** begin TEXT PASSAGE **
Dec 13, 2024 / Dwaipayan Bose | 15 Downloaded | 1440 Viewed | |
2024 market wrap up: How to evaluate your portfolio performance
Picture courtesy - Freepik

The year that was

The year 2024 has been an eventful one that saw market climbing to record high and also deep corrections. Geopolitical tensions as well as the Lok Sabha and US Presidential Election, coupled with the anticipation surrounding the Fed rate cuts fuelled the volatility in the markets. The Nifty slipped below the psychologically important 24,000 level. US markets bounced back after the Republican victory in the US elections. Nifty closed the month of November 2024 above 24,000 levels. Though the market has consolidated from the bottom, there are concerns about economic growth as India’s GDP growth slumped to 5.4% in Q2 FY25 from 6.7% growth recorded in Q1 of the year (source: NSO as on 29th November 2024). At the same time, the deep correction in the market has brought valuations back to reasonable levels. As we enter the final month of CY 2024, this is a good time to review the performance and suitability of your portfolio and plan for any readjustments, if required.

Why do you need to review your portfolio?

It is good financial hygiene to review your portfolio at periodic intervals so that your investments remain aligned to changing goals and objectives. Portfolio review has to be done because of the following reasons:

  1. Financial goals may have changed: The end of the year is a good time to take a look at how your financial goals may have changed during the year. The arrival of a new member in the family, children going off to join higher studies, a special occasion on the cards needing more fund, etc. all call for a realignment of your investment portfolio to these changed goals.

  2. Investments may need to be replenished: While realigning your portfolio to your changed goals, you may find that your investments are not enough and may need replenishment in the form of added SIPs or top ups.

  3. Review of goals that have reached its tenure: Some goals like saving up for a new car might have reached its tenure and you would need to plan for the withdrawal of such funds.

  4. Realigning your investments with the changed goals: Financial goals have different time frames and with change in them and your age, it is important to review the portfolio. At the time of your yearly portfolio review you can review the changing nature of your goals and reallocate the assets to suit your needs as well your risk appetite.
** end TEXT PASSAGE **
**TASKS TO PERFORM**:
1 > According to the 2024 market wrap-up, what did India's GDP growth slump to in Q2 FY25?
2 > Return the stretch of the 2024 market wrap-up from "1. Financial goals" through "or top ups.", word for word.
** begin EXCERPTED DATA **
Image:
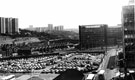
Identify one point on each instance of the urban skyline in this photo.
(69, 13)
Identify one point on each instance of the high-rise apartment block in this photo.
(128, 23)
(8, 25)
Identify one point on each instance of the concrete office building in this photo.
(128, 24)
(92, 36)
(2, 25)
(50, 26)
(8, 25)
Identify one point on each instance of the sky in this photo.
(69, 13)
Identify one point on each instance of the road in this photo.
(108, 62)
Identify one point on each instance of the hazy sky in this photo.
(69, 13)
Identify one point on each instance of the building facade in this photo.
(128, 23)
(92, 36)
(99, 35)
(8, 25)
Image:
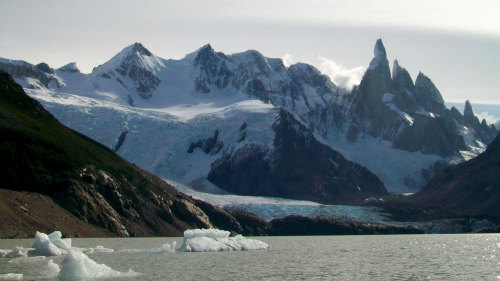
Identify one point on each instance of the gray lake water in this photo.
(395, 257)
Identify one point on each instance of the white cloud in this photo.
(341, 75)
(288, 60)
(490, 119)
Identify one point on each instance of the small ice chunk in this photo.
(98, 249)
(241, 243)
(17, 252)
(56, 239)
(4, 253)
(77, 265)
(11, 276)
(204, 244)
(21, 260)
(50, 270)
(44, 247)
(208, 240)
(163, 249)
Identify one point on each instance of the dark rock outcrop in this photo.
(470, 189)
(296, 225)
(22, 70)
(411, 116)
(84, 182)
(298, 167)
(143, 78)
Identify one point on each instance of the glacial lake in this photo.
(385, 257)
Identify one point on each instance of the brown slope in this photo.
(82, 181)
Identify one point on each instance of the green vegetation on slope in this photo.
(40, 154)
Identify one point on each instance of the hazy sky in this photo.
(455, 42)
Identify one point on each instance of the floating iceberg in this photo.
(77, 265)
(43, 245)
(56, 239)
(209, 240)
(96, 250)
(17, 252)
(163, 249)
(50, 270)
(22, 260)
(11, 276)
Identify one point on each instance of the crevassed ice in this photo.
(210, 240)
(11, 276)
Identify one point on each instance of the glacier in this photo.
(153, 112)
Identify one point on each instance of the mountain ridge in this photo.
(390, 109)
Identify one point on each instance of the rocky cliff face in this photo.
(298, 167)
(174, 98)
(470, 189)
(411, 116)
(83, 181)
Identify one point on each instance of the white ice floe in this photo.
(210, 240)
(97, 250)
(43, 246)
(50, 270)
(11, 276)
(163, 249)
(17, 252)
(56, 239)
(23, 260)
(77, 265)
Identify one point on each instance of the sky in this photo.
(454, 42)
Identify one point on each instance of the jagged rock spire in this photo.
(468, 110)
(379, 49)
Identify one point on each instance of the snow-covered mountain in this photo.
(253, 126)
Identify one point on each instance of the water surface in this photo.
(385, 257)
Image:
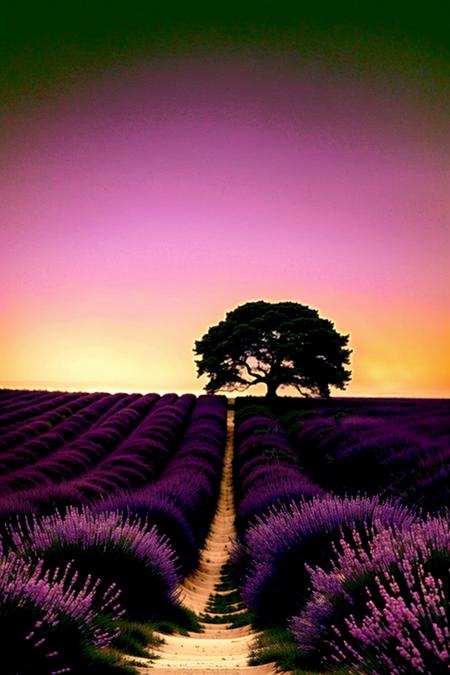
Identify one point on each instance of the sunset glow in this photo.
(140, 206)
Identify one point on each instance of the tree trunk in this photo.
(271, 389)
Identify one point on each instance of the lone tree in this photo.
(281, 343)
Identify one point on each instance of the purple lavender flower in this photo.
(47, 619)
(278, 545)
(382, 600)
(109, 546)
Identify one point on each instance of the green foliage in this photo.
(277, 344)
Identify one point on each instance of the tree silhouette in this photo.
(283, 343)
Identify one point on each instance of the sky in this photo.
(158, 170)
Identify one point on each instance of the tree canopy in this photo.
(282, 343)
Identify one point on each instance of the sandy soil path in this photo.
(219, 648)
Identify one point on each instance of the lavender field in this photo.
(335, 548)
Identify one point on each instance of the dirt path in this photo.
(218, 648)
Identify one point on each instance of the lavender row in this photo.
(25, 466)
(29, 408)
(266, 471)
(402, 451)
(127, 448)
(58, 420)
(181, 503)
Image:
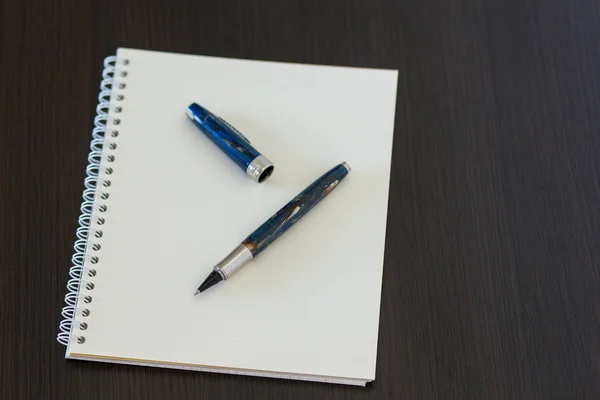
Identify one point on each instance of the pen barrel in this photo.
(293, 211)
(235, 145)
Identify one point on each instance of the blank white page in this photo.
(309, 304)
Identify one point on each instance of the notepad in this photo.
(163, 204)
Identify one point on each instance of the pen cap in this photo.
(231, 141)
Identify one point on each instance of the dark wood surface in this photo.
(492, 277)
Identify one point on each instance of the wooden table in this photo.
(492, 277)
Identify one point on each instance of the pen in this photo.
(231, 142)
(275, 226)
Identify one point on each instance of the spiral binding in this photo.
(93, 207)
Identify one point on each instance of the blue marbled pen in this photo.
(231, 142)
(275, 226)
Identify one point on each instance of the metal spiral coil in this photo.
(93, 208)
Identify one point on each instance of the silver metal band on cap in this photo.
(234, 261)
(260, 169)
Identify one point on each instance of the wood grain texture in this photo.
(493, 249)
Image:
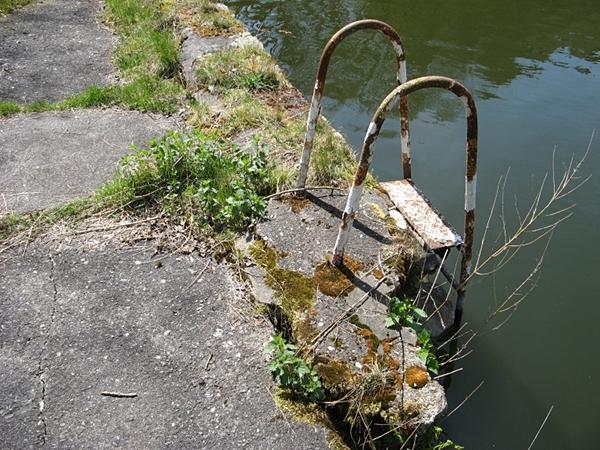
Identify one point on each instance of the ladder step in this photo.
(418, 212)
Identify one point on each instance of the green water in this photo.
(534, 68)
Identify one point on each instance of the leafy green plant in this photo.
(197, 177)
(435, 439)
(291, 371)
(403, 313)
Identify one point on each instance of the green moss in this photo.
(336, 375)
(334, 281)
(8, 6)
(295, 290)
(308, 412)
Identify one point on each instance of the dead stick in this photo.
(332, 326)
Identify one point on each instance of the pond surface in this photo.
(534, 68)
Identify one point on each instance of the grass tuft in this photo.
(249, 68)
(197, 178)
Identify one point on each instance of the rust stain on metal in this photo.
(315, 107)
(434, 231)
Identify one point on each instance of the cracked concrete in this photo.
(41, 371)
(112, 320)
(52, 49)
(53, 157)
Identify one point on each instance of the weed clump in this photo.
** end EXCERPTED DATA **
**RESPONSES TO THE TASKS**:
1 > India's GDP growth slumped to 5.4% in Q2 FY25.

2 >
1. Financial goals may have changed: The end of the year is a good time to take a look at how your financial goals may have changed during the year. The arrival of a new member in the family, children going off to join higher studies, a special occasion on the cards needing more fund, etc. all call for a realignment of your investment portfolio to these changed goals.

  2. Investments may need to be replenished: While realigning your portfolio to your changed goals, you may find that your investments are not enough and may need replenishment in the form of added SIPs or top ups.